:: Supplied material ::

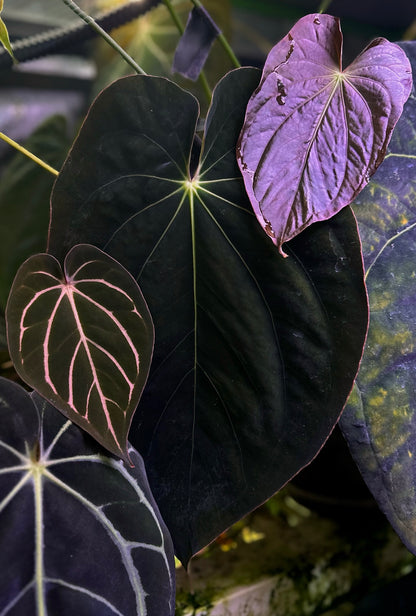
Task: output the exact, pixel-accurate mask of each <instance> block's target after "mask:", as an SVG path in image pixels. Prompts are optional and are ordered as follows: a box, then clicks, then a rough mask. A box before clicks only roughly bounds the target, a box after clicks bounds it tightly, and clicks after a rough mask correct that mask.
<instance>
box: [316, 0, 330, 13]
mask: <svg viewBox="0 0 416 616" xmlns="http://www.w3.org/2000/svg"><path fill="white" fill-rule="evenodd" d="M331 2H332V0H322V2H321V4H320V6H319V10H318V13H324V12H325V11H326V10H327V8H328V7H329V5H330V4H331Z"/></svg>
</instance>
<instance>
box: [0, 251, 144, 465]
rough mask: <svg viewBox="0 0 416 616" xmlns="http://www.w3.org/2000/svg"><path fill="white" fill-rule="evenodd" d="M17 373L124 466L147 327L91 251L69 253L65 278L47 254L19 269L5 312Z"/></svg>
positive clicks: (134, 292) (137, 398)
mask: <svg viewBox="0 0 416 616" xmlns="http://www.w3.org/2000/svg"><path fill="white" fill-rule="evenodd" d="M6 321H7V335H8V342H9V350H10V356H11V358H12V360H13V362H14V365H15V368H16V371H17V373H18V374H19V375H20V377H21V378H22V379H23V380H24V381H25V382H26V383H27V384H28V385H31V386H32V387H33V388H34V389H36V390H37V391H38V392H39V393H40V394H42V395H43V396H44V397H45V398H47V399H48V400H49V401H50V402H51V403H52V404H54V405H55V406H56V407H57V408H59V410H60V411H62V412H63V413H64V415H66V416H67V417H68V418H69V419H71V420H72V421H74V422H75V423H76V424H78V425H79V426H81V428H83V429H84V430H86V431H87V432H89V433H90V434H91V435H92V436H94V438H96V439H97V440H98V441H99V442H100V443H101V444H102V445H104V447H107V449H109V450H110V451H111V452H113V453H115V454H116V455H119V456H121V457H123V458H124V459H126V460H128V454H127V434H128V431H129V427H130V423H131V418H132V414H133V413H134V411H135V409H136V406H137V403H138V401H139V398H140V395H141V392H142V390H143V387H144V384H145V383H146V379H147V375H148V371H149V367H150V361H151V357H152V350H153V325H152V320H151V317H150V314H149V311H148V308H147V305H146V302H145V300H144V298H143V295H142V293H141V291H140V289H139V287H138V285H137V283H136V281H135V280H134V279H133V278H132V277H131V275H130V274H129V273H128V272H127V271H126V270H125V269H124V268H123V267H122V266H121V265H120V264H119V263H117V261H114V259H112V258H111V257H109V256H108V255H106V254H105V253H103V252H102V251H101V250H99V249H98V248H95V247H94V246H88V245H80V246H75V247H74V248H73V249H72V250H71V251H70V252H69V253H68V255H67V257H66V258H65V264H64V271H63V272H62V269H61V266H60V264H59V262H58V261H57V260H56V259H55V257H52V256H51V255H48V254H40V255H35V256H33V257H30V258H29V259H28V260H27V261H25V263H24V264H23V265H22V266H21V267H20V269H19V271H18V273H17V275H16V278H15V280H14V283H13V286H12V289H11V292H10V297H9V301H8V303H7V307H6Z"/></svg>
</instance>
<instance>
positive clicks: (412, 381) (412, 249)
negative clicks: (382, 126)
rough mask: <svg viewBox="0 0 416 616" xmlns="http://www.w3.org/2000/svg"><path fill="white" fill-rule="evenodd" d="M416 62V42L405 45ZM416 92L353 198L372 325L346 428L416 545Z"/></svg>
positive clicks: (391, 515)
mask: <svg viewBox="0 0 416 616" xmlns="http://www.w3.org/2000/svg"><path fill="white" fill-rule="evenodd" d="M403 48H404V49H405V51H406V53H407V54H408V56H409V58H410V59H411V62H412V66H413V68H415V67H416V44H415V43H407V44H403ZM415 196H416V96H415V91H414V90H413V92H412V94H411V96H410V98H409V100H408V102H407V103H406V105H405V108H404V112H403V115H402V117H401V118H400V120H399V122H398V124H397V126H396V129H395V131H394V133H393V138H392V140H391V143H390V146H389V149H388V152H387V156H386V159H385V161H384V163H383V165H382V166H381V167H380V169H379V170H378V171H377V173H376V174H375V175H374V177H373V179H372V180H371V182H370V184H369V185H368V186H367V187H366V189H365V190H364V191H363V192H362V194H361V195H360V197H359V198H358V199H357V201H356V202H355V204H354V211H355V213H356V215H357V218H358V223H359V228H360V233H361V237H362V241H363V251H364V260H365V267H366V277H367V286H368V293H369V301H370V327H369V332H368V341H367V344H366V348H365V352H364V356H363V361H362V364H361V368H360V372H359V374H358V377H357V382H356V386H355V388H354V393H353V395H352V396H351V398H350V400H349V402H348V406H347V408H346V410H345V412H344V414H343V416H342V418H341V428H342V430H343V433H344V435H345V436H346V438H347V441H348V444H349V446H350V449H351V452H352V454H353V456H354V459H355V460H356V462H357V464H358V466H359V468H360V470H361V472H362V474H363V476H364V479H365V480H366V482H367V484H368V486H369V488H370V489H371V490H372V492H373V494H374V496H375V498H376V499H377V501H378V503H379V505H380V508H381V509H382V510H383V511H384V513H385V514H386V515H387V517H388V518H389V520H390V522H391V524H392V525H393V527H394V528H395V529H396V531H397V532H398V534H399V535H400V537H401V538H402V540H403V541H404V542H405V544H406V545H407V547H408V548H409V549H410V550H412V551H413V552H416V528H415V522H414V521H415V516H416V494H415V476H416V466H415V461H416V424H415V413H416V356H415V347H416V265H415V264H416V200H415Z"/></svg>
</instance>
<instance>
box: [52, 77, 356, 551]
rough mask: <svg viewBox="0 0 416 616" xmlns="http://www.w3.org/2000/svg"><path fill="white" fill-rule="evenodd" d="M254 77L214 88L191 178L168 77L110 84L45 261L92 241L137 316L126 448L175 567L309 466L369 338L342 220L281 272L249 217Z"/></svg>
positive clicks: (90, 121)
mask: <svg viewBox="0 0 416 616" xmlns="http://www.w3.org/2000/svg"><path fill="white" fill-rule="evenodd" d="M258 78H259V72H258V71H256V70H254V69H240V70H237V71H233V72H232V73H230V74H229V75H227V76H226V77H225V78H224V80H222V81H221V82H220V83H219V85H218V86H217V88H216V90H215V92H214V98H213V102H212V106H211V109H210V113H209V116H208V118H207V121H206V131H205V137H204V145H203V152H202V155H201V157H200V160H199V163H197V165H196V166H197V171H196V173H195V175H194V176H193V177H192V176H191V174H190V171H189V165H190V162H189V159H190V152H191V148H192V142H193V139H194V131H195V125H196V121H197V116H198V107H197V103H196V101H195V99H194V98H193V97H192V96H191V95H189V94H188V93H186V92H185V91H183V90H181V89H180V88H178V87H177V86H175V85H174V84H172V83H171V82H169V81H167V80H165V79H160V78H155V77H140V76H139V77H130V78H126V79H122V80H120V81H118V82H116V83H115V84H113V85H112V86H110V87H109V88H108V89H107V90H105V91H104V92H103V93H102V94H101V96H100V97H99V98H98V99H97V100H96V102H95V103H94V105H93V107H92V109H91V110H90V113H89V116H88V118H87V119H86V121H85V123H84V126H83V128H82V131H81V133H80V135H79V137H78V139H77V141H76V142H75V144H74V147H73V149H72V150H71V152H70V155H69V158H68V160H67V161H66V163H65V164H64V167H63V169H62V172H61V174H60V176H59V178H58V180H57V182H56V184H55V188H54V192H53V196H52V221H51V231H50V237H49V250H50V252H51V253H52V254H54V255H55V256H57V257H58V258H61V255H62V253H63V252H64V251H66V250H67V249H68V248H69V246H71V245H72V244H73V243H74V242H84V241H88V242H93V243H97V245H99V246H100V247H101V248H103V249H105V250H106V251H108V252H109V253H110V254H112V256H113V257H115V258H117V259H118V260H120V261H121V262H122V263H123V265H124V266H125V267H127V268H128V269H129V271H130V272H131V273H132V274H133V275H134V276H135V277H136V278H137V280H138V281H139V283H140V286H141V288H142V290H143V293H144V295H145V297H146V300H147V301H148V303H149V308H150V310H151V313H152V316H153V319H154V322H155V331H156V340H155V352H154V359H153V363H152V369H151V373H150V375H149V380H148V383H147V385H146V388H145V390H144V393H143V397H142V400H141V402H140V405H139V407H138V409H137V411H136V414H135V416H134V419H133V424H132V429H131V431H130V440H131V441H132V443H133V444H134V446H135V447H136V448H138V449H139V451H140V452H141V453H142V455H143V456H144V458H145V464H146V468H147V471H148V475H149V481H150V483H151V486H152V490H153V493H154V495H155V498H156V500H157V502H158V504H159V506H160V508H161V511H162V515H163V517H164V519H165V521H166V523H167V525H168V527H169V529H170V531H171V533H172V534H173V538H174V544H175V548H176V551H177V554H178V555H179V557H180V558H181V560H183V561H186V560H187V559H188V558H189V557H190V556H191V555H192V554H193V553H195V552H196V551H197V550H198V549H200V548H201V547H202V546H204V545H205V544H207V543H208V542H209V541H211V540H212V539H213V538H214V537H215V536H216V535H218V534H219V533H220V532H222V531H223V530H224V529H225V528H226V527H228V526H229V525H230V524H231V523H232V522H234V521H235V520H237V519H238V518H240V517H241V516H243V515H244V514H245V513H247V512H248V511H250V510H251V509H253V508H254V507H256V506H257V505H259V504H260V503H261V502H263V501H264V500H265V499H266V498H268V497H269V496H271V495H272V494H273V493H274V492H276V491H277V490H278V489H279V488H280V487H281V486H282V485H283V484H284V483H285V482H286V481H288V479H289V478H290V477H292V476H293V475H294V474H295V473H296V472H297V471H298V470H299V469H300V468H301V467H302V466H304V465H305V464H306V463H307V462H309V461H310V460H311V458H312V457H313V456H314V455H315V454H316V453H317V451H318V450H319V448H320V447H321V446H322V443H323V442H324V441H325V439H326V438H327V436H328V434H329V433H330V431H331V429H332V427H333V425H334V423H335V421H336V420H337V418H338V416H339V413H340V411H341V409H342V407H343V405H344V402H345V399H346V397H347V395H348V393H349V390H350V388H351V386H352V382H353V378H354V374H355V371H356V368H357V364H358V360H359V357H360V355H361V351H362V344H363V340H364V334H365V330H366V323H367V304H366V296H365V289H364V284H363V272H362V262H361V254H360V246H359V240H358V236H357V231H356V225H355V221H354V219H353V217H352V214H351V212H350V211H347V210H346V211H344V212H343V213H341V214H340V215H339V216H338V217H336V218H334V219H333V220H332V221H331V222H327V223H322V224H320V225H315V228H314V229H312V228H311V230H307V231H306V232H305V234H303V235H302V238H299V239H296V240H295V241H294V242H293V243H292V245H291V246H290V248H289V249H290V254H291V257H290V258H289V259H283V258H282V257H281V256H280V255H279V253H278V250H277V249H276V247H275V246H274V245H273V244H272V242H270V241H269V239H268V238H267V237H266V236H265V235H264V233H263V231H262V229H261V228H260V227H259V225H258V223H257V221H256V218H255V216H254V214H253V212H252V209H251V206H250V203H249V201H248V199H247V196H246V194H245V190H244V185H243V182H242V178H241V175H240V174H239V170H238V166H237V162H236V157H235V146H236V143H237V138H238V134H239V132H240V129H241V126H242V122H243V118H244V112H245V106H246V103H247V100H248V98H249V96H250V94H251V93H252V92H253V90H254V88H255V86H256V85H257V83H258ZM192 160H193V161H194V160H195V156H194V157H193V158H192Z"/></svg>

:::

- [Instructions to follow]
If a line in the data above holds the string "rough", report that line.

- [Output of the task]
Task: output the exact, pixel-accurate mask of each <instance> block's target after "mask:", as an SVG path in image pixels. Prompts are optional and are ordered as follows: a box, then clicks, then a rough mask. A box before clicks only roughly bounds the target, a box after clicks bounds it tightly, and clicks after a rough mask correct that mask.
rough mask: <svg viewBox="0 0 416 616" xmlns="http://www.w3.org/2000/svg"><path fill="white" fill-rule="evenodd" d="M17 373L124 466L147 327L91 251L69 253L65 278L47 254L19 269L5 312Z"/></svg>
rough mask: <svg viewBox="0 0 416 616" xmlns="http://www.w3.org/2000/svg"><path fill="white" fill-rule="evenodd" d="M416 62V42L405 45ZM416 92L353 198L372 325L346 428L416 545Z"/></svg>
rough mask: <svg viewBox="0 0 416 616" xmlns="http://www.w3.org/2000/svg"><path fill="white" fill-rule="evenodd" d="M254 77L214 88L191 178L168 77L110 84L45 261L92 241L137 316L126 448L175 567L309 466L369 338L342 220L281 272L249 217Z"/></svg>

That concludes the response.